[Point-per-instance localization data]

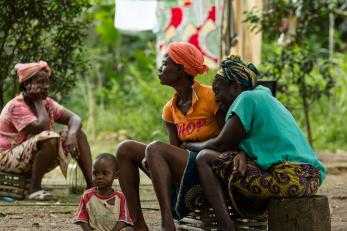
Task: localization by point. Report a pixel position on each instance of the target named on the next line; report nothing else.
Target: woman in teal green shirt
(272, 157)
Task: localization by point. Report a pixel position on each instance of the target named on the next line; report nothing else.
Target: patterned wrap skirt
(286, 179)
(20, 158)
(183, 196)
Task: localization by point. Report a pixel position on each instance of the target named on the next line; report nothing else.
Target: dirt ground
(58, 215)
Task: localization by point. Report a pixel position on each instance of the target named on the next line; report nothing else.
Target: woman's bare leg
(47, 153)
(85, 158)
(166, 164)
(213, 189)
(129, 155)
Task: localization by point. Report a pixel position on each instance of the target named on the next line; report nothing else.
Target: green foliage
(41, 30)
(295, 65)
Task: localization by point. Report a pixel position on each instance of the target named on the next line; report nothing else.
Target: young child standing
(103, 208)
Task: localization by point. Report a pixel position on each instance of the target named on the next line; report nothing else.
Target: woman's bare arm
(172, 133)
(229, 138)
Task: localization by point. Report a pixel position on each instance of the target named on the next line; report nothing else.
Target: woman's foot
(168, 227)
(40, 195)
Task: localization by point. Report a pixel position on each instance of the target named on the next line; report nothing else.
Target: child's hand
(240, 164)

— Work request —
All entries above must be printed again verbatim, with images excluded.

— Response to the exercise —
Task: localization by point. Report a pixel position on each instance of the target named on the next line; report nothing else.
Target: woman in teal green shirt
(272, 157)
Task: localization by point. Report a pixel position on each instance of the target named on the next line; report nothing else.
Target: patterned wrap skirt
(286, 179)
(20, 158)
(183, 196)
Task: localization by point. Report a pixel position on each instance of the target named on the next line; report nothing else.
Target: dirt ground
(58, 215)
Task: localization by point. Report a pixel position on each instance of the target named on the next line; report nothing else.
Target: woman's bare leg
(47, 153)
(85, 158)
(166, 164)
(213, 189)
(129, 155)
Task: localization by point. Report a pixel position on each instance of the target named on the next line; report nothing else.
Target: green foliage
(41, 30)
(295, 65)
Task: localization by point. Report a pixel position on each instance of the target named on the next line; report nothing else.
Target: young child standing
(103, 208)
Task: localization by point. Report a pixel position on each instance of the target named on the next line; report nothing else.
Target: woman's bare arm
(172, 133)
(229, 138)
Task: localization by point. Report a pixel position on each instance of the target named on the next line; report nothing else.
Target: woman's foot
(168, 227)
(40, 195)
Task: localization by point. Report a pixel position on each instance of the target named on the next line; report nothing else.
Target: child's hand
(240, 164)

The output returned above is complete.